Document passage:
/---

Besides moral issues, is pacific coexistenc­e of extreme wealth and (extreme) poverty possible? In most countries, whether advanced or emerging, this is generally a risky situation. Is the Philippine­s exempt from this? We do not think so. There may be difference­s among countries on the “resilience” of the poor —anchored in the culture, social structure, or religion — but hunger leads easily to anger. In advanced industrial­ized economies, the core problem is not struggling to meet the basic subsistenc­e needs — food and shelter — but a relative impoverish­ment, and, most especially, a sense of loss relative to previous times.

Is income inequality really a concern among Filipinos? Where does the Philippine­s lie in terms of income inequality? According to the latest available data (World Bank, 2021), the Philippine­s remains one of the most unequal countries in the ASEAN region. However, during the last 20 years, it has significan­tly improved, and the gap with its neighbors has narrowed. What are the key drivers behind this developmen­t? Based on a recent working paper by the Asian Developmen­t Bank (“Trends and Driver of Income Inequality in the Philippine­s, Thailand, and Vietnam,” 2023), the Gini coefficien­t of per capita disposable income declined by about 12% during 2013-2018, with wages the main contributo­r (4.2 percentage points or pps), followed by imputed rent (3.3 pps), nonfarm business income (3.2 pps) and overseas remittance­s (2.8 pps). Low-income households have increasing­ly entered wage employment, engaged in nonfarm business, and received more overseas remittance­s. We believe that the significan­t transfer of workers from agricultur­e to non-agricultur­e (13 pps in that period) largely explains this trend. The Philippine­s is, therefore, still reaping the fruits of the rural exodus, but will it be ready to reach up to the “industrial­ization fruits”?

Let’s return to the current debate in the country about the state of public finances. Why is a hypothetic­al tax on the rich needed?

\---

Problem details:
Continue the passage on income inequality in the Philippines from the point where it stops. The records that come next are from a different source than the passage on wealth and poverty in the Philippines.

Supplied data:
/---

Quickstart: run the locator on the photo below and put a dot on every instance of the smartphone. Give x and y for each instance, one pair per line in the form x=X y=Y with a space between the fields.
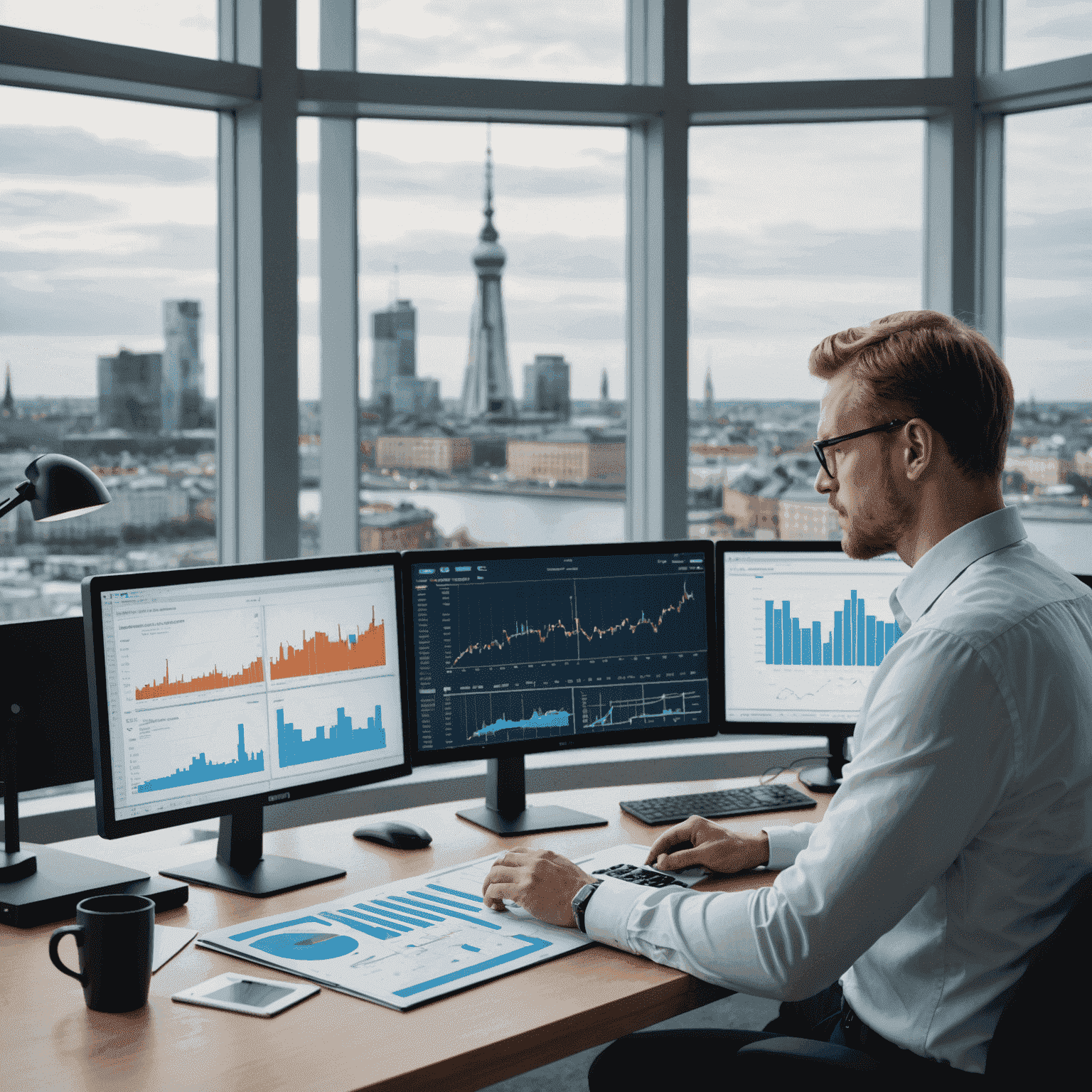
x=242 y=992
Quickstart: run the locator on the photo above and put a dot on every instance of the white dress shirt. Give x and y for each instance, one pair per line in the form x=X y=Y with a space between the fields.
x=963 y=819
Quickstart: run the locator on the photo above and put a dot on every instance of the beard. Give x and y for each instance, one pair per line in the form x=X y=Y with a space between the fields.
x=877 y=525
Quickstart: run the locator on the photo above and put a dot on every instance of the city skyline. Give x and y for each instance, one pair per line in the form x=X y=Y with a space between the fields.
x=796 y=230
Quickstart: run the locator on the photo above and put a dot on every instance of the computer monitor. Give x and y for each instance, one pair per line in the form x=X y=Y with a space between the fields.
x=218 y=692
x=804 y=628
x=517 y=651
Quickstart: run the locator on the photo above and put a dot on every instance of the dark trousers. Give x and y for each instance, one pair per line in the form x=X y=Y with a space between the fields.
x=658 y=1061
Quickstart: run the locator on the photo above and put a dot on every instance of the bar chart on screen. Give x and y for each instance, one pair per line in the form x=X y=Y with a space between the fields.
x=328 y=638
x=191 y=653
x=202 y=744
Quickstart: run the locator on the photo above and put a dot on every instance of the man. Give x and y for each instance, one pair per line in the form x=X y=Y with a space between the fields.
x=900 y=923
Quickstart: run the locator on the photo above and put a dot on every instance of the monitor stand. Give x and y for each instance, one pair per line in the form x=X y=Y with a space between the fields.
x=505 y=810
x=825 y=778
x=242 y=867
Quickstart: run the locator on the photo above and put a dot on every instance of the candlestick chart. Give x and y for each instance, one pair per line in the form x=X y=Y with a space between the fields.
x=574 y=619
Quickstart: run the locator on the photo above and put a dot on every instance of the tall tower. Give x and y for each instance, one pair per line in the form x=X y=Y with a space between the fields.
x=8 y=407
x=487 y=387
x=183 y=392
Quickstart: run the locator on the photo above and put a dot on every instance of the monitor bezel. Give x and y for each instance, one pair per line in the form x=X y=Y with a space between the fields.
x=770 y=546
x=109 y=825
x=695 y=546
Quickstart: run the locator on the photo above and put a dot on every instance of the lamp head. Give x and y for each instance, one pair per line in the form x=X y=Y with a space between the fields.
x=63 y=488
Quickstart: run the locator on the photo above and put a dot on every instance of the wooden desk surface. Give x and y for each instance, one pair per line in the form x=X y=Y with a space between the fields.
x=334 y=1042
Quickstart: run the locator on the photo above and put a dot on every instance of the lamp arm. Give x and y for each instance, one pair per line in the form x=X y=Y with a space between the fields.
x=23 y=491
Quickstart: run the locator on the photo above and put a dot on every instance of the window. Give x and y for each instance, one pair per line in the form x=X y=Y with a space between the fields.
x=798 y=226
x=1037 y=32
x=1049 y=327
x=109 y=336
x=737 y=41
x=186 y=26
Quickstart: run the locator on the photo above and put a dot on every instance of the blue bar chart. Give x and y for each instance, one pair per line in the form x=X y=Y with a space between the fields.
x=201 y=770
x=854 y=637
x=338 y=741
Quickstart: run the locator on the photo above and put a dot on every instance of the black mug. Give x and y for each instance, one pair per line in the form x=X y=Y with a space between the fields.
x=115 y=936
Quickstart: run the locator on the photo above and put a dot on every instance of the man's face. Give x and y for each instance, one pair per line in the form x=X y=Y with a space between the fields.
x=863 y=491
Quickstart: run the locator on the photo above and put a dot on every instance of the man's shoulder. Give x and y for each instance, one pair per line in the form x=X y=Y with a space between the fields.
x=1002 y=591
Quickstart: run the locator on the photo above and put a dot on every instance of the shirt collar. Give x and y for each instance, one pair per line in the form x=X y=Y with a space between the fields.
x=939 y=566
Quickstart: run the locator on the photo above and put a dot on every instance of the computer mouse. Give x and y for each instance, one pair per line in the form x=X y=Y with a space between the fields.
x=395 y=833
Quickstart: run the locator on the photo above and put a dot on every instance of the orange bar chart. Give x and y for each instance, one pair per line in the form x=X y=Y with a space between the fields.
x=214 y=680
x=320 y=655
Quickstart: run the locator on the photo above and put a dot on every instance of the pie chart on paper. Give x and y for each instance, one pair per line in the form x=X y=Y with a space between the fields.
x=306 y=946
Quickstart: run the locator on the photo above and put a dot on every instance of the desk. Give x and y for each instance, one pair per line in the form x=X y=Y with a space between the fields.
x=334 y=1042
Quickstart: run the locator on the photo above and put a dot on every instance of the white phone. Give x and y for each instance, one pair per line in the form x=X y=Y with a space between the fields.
x=244 y=992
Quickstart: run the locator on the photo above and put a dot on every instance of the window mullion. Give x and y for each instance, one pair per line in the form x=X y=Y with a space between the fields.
x=656 y=271
x=338 y=322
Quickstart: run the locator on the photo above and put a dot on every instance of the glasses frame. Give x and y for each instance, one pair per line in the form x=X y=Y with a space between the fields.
x=820 y=444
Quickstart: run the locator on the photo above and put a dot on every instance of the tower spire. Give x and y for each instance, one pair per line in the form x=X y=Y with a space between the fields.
x=487 y=385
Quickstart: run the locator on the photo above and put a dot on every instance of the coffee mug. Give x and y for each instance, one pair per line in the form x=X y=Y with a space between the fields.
x=115 y=936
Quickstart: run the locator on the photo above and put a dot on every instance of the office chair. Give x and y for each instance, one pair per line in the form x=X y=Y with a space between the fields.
x=1042 y=1030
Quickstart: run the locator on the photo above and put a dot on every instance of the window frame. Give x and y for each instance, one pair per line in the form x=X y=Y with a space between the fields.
x=259 y=92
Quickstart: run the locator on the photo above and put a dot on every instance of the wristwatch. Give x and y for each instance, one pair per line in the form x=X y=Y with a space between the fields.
x=580 y=901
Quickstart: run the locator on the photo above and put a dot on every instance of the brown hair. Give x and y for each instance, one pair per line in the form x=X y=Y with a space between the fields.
x=934 y=367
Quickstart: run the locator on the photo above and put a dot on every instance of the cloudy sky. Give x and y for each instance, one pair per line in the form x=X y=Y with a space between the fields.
x=108 y=208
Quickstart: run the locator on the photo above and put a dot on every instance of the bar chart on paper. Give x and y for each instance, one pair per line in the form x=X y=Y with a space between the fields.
x=402 y=943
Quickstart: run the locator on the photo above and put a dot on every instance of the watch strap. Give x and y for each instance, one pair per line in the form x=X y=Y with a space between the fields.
x=580 y=902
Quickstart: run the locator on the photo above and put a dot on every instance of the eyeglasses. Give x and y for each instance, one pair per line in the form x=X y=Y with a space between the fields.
x=819 y=446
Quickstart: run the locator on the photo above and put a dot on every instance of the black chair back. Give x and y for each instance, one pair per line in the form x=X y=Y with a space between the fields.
x=1043 y=1028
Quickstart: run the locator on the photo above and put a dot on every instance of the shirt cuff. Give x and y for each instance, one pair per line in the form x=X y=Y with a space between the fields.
x=784 y=845
x=607 y=912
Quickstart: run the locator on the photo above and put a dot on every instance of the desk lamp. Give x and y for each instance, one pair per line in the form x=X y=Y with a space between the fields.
x=58 y=488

\---

Output below:
We have detected a certain “obsession” about the urgency to reduce the public deficit and national debt. Let’s imagine for a moment that the top 100 wealthiest families agree to pay, every year, exactly the amount required to reduce public deficit to zero. Would this measure have a transforma­tive impact on the Philippine­s economy? Would the reduction in the fiscal deficit (zero deficit) be the key to financing the backlog of infrastruc­ture? Or, to catapult the Philippine­s into being a high-income economy?

The answer to all these questions is NO.

If zero deficit is not the solution to the country’s main economic challenges, why does it matter so much? We believe there is a widespread erroneous analogy between public administra­tion and a family or a corporatio­n. Whereas corporatio­ns cannot run indefinite deficits, States can — and sometimes even should — do it. Some would counterarg­ue that fiscal deficits are the result of bad economic/budgetary management; good managers generate surpluses (company profits). We cannot disagree more.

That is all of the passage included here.